#### Exercise prompt
From the data that follows, report how many lines hold the string "instance", giving only the number.

#### Records supplied
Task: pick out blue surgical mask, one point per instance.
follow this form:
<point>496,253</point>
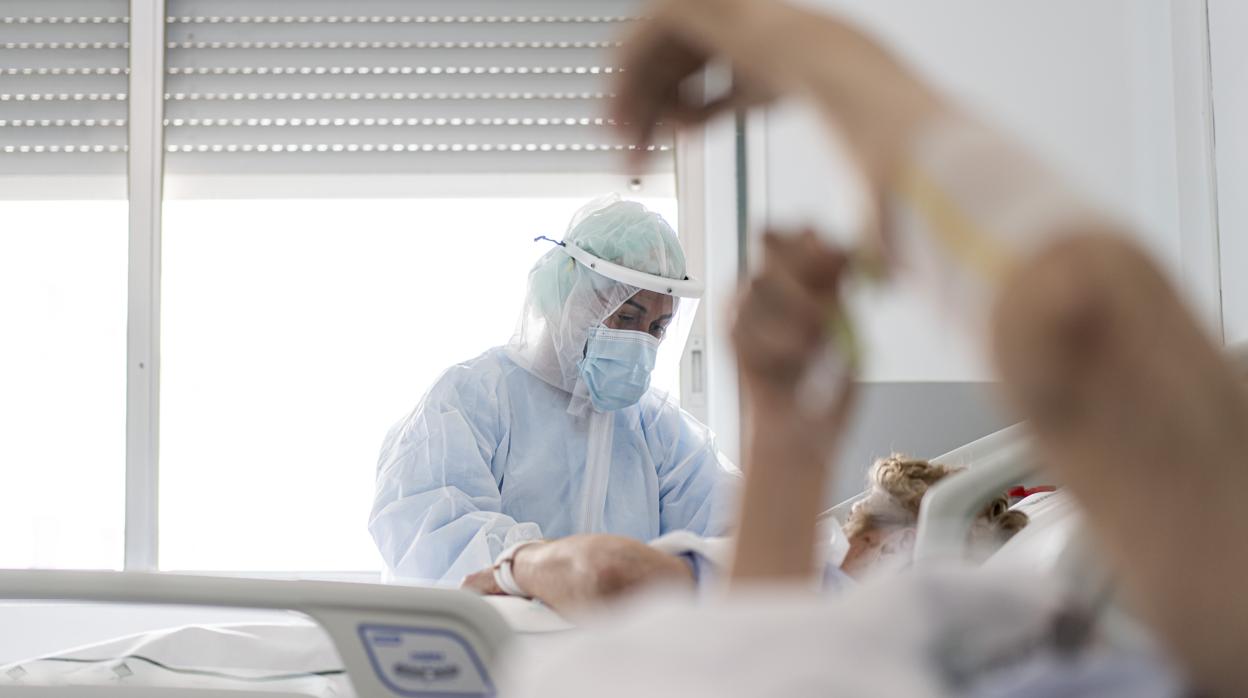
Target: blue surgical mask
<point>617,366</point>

...

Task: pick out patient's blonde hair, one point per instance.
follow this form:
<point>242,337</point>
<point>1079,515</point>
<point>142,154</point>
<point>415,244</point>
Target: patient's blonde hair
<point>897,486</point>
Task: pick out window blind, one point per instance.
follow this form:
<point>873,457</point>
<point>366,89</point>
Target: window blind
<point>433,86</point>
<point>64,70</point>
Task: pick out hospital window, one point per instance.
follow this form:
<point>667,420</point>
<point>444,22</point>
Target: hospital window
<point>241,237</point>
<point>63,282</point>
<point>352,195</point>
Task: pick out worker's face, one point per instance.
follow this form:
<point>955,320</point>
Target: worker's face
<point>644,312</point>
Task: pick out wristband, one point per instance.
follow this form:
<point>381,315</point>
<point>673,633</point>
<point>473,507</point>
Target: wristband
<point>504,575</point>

#### Solution
6